= Beginning of Section =
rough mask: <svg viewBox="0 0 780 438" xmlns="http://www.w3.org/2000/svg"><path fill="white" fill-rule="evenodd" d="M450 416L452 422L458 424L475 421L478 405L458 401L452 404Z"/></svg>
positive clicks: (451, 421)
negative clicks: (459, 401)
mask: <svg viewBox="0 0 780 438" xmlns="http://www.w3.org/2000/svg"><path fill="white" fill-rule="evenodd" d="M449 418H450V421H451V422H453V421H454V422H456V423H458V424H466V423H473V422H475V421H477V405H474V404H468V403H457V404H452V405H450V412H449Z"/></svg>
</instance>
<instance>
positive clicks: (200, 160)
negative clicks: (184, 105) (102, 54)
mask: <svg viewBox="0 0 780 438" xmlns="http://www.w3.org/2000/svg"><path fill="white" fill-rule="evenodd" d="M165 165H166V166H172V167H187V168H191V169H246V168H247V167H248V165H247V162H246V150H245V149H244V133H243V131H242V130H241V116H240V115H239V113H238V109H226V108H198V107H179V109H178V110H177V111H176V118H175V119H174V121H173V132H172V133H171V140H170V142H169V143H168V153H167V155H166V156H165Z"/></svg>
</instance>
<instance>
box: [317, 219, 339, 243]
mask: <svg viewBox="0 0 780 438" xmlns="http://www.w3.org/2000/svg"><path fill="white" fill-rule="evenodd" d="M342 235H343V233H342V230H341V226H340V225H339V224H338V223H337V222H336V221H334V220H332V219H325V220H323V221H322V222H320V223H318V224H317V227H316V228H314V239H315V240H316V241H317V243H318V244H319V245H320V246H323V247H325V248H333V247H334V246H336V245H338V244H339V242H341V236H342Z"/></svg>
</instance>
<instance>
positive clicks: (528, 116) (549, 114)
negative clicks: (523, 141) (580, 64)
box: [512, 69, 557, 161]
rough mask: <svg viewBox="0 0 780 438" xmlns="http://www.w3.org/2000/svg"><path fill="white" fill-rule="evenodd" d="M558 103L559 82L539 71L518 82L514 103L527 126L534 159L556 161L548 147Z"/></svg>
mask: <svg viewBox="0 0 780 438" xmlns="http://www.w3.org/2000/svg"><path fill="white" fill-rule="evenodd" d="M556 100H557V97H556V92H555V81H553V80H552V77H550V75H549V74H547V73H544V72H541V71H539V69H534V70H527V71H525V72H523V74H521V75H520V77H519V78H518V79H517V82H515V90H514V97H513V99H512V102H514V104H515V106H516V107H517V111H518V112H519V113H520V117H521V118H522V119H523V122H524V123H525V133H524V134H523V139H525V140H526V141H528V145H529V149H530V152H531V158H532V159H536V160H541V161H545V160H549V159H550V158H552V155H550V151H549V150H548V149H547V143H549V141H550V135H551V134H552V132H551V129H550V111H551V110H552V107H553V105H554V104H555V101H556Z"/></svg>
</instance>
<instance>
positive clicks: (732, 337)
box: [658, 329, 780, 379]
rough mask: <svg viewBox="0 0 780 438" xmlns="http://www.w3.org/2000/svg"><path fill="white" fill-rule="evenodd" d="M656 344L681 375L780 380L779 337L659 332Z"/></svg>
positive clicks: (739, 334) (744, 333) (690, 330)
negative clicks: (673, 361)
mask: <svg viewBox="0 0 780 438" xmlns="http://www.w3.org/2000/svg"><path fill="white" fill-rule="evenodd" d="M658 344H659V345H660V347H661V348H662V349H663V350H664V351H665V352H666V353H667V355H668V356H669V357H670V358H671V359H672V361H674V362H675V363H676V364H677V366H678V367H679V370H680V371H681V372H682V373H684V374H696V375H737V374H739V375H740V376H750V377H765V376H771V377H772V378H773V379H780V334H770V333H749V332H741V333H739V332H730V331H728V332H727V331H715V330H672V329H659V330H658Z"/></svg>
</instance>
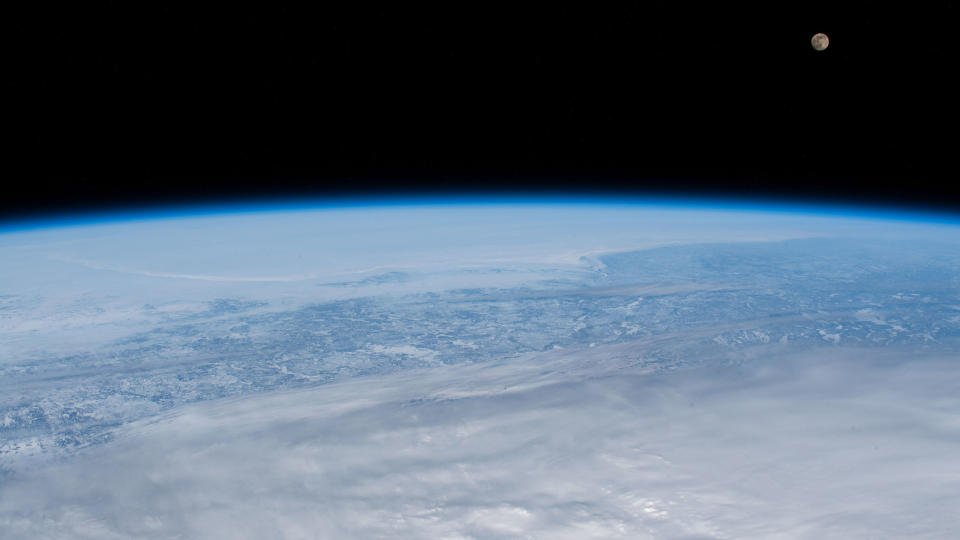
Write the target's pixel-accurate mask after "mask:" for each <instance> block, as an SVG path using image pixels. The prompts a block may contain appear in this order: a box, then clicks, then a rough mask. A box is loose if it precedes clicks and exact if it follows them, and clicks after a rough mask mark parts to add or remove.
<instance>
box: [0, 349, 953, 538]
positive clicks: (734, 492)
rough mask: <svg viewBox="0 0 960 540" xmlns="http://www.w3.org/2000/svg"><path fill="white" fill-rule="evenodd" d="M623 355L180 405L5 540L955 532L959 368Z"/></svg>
mask: <svg viewBox="0 0 960 540" xmlns="http://www.w3.org/2000/svg"><path fill="white" fill-rule="evenodd" d="M778 351H781V352H778ZM635 354H636V355H641V356H642V351H635ZM609 358H612V356H611V355H610V352H609V351H606V350H604V348H603V347H597V348H594V349H589V350H585V351H579V352H576V351H570V350H565V351H557V352H554V353H547V354H541V355H532V356H528V357H525V358H521V359H516V360H510V361H504V362H499V363H495V364H485V365H463V366H456V367H447V366H444V367H438V368H432V369H429V370H417V371H411V372H403V373H396V374H392V375H389V376H382V377H368V378H365V379H357V380H351V381H347V382H344V383H338V384H332V385H327V386H323V387H319V388H315V389H309V390H298V391H288V392H283V393H277V394H271V395H262V396H256V397H248V398H243V399H233V400H227V401H221V402H216V403H210V404H205V405H200V406H192V407H189V408H185V409H183V410H181V411H180V412H179V413H178V414H176V415H173V416H169V417H165V418H162V419H159V420H157V419H154V420H150V421H143V422H139V423H137V424H134V425H131V426H128V427H127V428H125V429H124V430H122V431H121V432H120V433H119V434H118V435H119V436H118V439H117V440H116V441H115V442H114V443H111V444H110V445H108V446H103V447H99V448H92V449H90V451H89V452H87V453H86V454H85V455H82V456H80V457H79V458H77V459H75V460H72V461H69V462H66V463H63V464H60V465H57V466H48V467H38V468H37V469H35V470H33V471H21V472H18V473H17V474H15V475H13V477H11V478H8V479H7V480H6V481H5V483H4V484H2V485H0V536H4V537H10V538H19V537H23V538H28V537H35V538H44V537H53V538H59V537H63V538H66V537H69V538H211V537H221V538H225V537H230V538H265V537H272V538H291V539H293V538H385V537H391V538H400V537H402V538H750V537H753V538H866V537H913V538H922V537H927V538H944V537H949V536H950V535H951V533H955V532H956V531H957V530H960V517H958V514H957V513H956V511H955V510H956V508H958V507H960V458H958V457H957V456H958V455H960V452H958V448H960V423H958V418H960V416H958V411H960V394H958V393H957V392H956V388H958V387H960V370H957V369H956V363H955V360H954V361H950V360H949V359H946V360H937V359H920V358H917V357H916V356H915V355H907V354H906V353H904V354H899V353H895V352H891V351H879V350H877V349H838V348H829V349H821V350H814V351H808V352H807V353H803V354H792V355H791V356H784V355H783V354H782V349H777V348H776V347H771V348H770V349H769V354H767V355H766V356H763V357H758V358H759V359H755V360H751V361H744V362H742V363H739V364H738V365H734V366H726V367H710V368H699V369H691V370H687V371H676V372H660V373H653V372H650V371H649V370H647V371H643V370H639V369H636V368H628V367H625V366H627V365H628V364H629V362H624V363H621V364H618V365H613V364H611V363H610V360H609Z"/></svg>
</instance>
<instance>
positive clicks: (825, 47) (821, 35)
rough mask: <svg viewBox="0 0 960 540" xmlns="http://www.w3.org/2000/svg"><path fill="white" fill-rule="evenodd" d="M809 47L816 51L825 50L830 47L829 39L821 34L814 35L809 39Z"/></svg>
mask: <svg viewBox="0 0 960 540" xmlns="http://www.w3.org/2000/svg"><path fill="white" fill-rule="evenodd" d="M810 45H812V46H813V48H814V49H816V50H818V51H823V50H826V48H827V47H829V46H830V38H828V37H827V35H826V34H824V33H822V32H821V33H819V34H814V36H813V37H812V38H810Z"/></svg>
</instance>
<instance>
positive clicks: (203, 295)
= End of Section =
* [WHAT TO PRODUCE]
Only an exact copy of the lines from the beginning of the listing through the line with "box: [512, 69, 557, 161]", both included, belongs in the answer.

* [ANSWER TO THE PROBLEM]
rough mask: <svg viewBox="0 0 780 438" xmlns="http://www.w3.org/2000/svg"><path fill="white" fill-rule="evenodd" d="M450 416L452 422L458 424L475 421L478 405L458 401L452 404Z"/></svg>
positive clicks: (451, 421)
negative clicks: (459, 401)
mask: <svg viewBox="0 0 780 438" xmlns="http://www.w3.org/2000/svg"><path fill="white" fill-rule="evenodd" d="M449 418H450V421H451V422H453V421H454V422H456V423H458V424H466V423H473V422H475V421H477V405H474V404H468V403H457V404H452V405H450V412H449Z"/></svg>
</instance>
<instance>
positive clicks: (200, 160)
negative clicks: (184, 105) (102, 54)
mask: <svg viewBox="0 0 780 438" xmlns="http://www.w3.org/2000/svg"><path fill="white" fill-rule="evenodd" d="M165 165H166V166H172V167H187V168H191V169H246V168H247V167H248V165H247V162H246V150H245V149H244V133H243V131H242V130H241V116H240V115H239V113H238V109H226V108H198V107H179V109H178V110H177V111H176V118H175V119H174V121H173V132H172V133H171V140H170V142H169V143H168V153H167V155H166V156H165Z"/></svg>
</instance>
<instance>
box: [317, 219, 339, 243]
mask: <svg viewBox="0 0 780 438" xmlns="http://www.w3.org/2000/svg"><path fill="white" fill-rule="evenodd" d="M342 235H343V233H342V230H341V226H340V225H339V224H338V223H337V222H336V221H334V220H332V219H325V220H323V221H322V222H320V223H318V224H317V227H316V228H314V239H315V240H316V241H317V243H318V244H319V245H320V246H323V247H325V248H333V247H334V246H336V245H338V244H339V242H341V236H342Z"/></svg>
</instance>
<instance>
positive clicks: (528, 116) (549, 114)
negative clicks: (523, 141) (580, 64)
box: [512, 69, 557, 161]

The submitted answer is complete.